Referring expression data:
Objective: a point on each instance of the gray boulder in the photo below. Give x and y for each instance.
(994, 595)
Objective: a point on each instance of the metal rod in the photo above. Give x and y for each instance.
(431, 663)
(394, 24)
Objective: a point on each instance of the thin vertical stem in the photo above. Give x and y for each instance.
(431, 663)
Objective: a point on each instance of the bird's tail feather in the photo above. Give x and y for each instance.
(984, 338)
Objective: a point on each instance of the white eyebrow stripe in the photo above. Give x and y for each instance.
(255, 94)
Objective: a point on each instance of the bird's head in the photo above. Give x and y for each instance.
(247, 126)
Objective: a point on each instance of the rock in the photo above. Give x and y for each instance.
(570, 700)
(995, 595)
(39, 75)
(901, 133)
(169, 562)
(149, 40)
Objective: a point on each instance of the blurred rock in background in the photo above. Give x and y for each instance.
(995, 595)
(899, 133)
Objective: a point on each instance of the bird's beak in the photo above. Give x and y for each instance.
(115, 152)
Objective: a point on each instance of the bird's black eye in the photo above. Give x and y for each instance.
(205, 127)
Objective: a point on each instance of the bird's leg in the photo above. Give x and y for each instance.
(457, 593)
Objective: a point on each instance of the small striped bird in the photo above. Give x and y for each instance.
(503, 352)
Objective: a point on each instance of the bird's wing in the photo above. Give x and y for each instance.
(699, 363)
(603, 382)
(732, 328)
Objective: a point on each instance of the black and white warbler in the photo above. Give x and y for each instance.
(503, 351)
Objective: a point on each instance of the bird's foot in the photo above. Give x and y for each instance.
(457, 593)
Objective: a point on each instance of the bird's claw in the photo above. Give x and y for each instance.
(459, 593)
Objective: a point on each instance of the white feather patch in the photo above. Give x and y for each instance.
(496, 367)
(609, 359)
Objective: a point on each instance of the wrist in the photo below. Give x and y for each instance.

**What you will do**
Repeat each entry word for word.

**Answer**
Objective: a point on each instance of the gray boulder in the photo below. Give x and y for each instance.
(994, 595)
Objective: a point on each instance of the metal rod in the photo above. Give x and y for each instance.
(431, 663)
(394, 24)
Objective: a point on each instance of the thin vertical stem in the photo above. Give x and y for each instance.
(431, 663)
Objective: a point on each instance of the bird's tail feather in the photo above. Give x and y for each instance.
(984, 338)
Objective: a point on each instance of the white eyebrow stripe in the photo above. Give x and y for each instance.
(255, 94)
Objective: a point on each instance of the bird's head in the photo above. Give x and y for each instance.
(247, 126)
Objective: a point on each instance of the rock in the photo above. Give x and y for each instance.
(570, 700)
(995, 595)
(39, 75)
(901, 133)
(169, 562)
(149, 40)
Objective: a point on each instance of the blurred rock in background in the photo above. Give x and y for each instance.
(995, 595)
(899, 133)
Objective: a point on each instance of the bird's beak in the photo above. Give x and y for each instance.
(115, 152)
Objective: a point on each instance of the bird's black eye in the photo above. Give x and y for each instance.
(205, 127)
Objective: a point on each instance of the bird's leg in the photo above. Give x and y for each instance.
(457, 593)
Objective: a point on each instance of the small striped bird in the photo above. Give x and y for each instance.
(503, 352)
Objective: a point on each instance of the bird's wing in the photo above. Give x and y for each instance.
(699, 363)
(603, 382)
(732, 328)
Objective: a point on each instance of the black and white warbler in the photo above. Give x and y for each instance.
(503, 351)
Objective: a point on each instance of the bird's foot in the photo above. Give x and y for each instance.
(457, 593)
Objective: a point on each instance of the bird's claw in the photo above. Give x and y for each instance.
(459, 593)
Objective: a point on each instance of the white feather patch in the photo above. Give x and y for each instance.
(496, 367)
(609, 359)
Objective: a point on each instance of the wrist in the photo below. Give x and y for each instance.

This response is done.